## YOUR INSTRUCTIONS
Repeat the lines beginning at the one with "# test: pointer drops one pin on the beige" and running to the end of the material, keeping the first and last of them, exactly as they appear.
start
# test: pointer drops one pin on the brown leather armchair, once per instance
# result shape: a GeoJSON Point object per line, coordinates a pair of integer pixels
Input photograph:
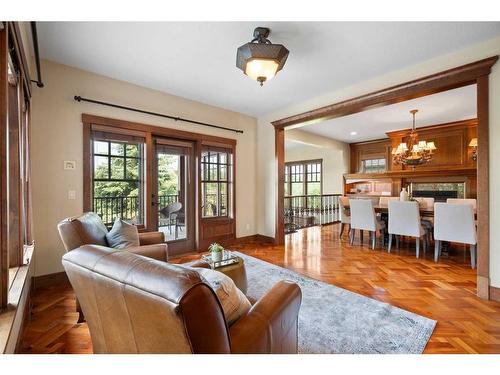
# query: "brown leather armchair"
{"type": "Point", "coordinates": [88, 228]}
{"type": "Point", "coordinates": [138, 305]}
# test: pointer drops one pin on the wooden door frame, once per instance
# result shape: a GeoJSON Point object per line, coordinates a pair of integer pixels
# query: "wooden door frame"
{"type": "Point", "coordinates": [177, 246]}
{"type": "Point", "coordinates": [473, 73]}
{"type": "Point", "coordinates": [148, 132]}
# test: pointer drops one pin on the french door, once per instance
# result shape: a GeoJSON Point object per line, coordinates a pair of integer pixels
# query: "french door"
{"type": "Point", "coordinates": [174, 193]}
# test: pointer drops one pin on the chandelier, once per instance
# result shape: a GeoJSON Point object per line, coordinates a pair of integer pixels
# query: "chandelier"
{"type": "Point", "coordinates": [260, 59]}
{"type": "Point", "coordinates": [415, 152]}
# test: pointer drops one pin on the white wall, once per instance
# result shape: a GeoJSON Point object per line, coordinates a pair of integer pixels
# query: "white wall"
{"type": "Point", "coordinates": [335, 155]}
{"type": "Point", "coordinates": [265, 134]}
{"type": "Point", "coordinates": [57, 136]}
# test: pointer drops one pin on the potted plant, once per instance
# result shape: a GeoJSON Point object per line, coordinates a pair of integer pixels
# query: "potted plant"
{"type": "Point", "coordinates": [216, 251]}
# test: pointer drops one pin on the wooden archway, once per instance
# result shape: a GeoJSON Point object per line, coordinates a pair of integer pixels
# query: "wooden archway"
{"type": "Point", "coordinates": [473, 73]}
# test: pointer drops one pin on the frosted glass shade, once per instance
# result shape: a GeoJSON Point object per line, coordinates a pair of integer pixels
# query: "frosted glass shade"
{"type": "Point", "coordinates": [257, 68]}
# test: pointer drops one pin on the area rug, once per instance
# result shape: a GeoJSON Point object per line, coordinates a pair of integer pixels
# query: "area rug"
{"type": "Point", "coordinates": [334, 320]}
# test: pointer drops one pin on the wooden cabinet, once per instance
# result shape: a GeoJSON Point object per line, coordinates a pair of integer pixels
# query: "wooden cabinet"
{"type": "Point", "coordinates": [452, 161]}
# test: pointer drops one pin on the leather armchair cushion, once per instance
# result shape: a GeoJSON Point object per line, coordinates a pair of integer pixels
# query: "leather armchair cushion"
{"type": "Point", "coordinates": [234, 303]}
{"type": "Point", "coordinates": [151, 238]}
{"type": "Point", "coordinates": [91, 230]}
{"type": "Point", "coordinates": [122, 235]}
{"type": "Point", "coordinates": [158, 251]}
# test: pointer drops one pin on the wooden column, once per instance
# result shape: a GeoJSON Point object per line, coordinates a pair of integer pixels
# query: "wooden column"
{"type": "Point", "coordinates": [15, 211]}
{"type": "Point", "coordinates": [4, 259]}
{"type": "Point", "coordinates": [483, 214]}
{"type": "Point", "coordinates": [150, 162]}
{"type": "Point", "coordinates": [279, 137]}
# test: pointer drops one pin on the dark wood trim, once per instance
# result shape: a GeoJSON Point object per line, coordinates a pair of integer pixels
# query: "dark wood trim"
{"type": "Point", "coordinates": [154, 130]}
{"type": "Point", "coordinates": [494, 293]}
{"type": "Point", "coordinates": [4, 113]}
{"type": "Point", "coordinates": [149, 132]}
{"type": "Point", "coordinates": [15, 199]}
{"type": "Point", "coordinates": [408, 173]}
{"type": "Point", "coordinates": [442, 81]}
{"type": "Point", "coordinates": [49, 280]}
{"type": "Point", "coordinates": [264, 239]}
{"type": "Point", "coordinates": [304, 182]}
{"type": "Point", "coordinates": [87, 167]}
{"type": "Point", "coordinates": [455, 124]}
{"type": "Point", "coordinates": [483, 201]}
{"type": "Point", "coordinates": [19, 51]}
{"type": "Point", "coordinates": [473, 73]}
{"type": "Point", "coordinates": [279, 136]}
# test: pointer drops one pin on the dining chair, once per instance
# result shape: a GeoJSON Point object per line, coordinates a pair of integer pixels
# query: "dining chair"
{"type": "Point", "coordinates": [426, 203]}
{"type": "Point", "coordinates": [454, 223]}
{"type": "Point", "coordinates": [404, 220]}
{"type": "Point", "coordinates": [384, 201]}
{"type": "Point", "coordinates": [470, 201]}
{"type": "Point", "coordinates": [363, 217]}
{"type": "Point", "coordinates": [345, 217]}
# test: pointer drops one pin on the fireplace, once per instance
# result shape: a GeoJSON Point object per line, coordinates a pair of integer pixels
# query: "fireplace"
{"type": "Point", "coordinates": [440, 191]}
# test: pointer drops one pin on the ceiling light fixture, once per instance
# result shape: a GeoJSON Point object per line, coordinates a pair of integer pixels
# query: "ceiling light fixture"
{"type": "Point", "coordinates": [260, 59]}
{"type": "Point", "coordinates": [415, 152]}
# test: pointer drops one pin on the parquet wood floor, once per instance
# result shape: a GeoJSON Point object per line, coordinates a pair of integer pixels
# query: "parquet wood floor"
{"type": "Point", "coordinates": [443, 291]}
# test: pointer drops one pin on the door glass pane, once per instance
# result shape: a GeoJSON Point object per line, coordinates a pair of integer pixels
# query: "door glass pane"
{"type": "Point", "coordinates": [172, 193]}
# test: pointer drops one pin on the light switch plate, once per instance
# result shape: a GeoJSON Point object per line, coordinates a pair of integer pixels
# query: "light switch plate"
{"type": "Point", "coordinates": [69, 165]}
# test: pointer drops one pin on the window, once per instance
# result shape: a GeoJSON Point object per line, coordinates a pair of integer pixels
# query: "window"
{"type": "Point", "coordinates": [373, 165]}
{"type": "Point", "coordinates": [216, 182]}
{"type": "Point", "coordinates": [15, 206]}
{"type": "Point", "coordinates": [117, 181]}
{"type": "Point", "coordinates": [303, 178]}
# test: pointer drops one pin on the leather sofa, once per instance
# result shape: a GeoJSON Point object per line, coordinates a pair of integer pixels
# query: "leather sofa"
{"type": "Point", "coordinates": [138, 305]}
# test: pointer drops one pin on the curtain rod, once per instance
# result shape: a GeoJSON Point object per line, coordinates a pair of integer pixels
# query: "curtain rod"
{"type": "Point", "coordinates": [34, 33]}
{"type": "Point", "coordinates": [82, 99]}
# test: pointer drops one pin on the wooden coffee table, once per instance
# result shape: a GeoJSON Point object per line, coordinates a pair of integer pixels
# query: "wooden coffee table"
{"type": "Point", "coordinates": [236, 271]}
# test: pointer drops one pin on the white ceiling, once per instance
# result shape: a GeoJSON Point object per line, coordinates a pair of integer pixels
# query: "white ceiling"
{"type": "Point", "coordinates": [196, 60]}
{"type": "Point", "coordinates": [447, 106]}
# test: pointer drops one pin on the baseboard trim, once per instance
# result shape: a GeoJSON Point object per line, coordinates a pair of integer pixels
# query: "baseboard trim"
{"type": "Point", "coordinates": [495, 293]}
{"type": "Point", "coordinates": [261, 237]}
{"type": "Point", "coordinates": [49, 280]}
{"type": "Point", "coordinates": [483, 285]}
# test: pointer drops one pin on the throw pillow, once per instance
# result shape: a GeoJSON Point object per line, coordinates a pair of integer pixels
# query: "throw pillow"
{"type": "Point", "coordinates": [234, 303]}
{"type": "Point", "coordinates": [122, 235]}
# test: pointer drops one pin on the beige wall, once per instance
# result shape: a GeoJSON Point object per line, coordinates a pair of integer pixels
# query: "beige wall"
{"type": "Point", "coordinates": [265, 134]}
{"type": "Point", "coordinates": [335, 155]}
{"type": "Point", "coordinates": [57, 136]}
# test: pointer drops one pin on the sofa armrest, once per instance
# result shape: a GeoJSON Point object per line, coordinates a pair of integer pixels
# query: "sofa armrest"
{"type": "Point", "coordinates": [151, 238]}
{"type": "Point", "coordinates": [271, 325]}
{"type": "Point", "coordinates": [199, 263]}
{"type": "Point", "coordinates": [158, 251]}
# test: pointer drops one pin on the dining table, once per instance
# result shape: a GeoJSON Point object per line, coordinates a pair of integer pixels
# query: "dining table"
end
## TASK OUTPUT
# test: pointer drops one pin on the beige wall, once per instance
# result shape: a GeoJSON Point object per line, coordinates a pair of integer pixels
# query: "beige wall"
{"type": "Point", "coordinates": [265, 134]}
{"type": "Point", "coordinates": [335, 155]}
{"type": "Point", "coordinates": [57, 136]}
# test: pointer drops one pin on the sofa armrest, once per instance
# result shape: a GeoJSON Point object per line, coordinates a pair of integer pixels
# query: "sofa armrest"
{"type": "Point", "coordinates": [151, 238]}
{"type": "Point", "coordinates": [271, 325]}
{"type": "Point", "coordinates": [199, 263]}
{"type": "Point", "coordinates": [158, 251]}
# test: pointer drops one pin on the dining table, once per instance
# result shape: a GeoJSON Point object per line, coordinates a pair of integer pixels
# query: "dining table"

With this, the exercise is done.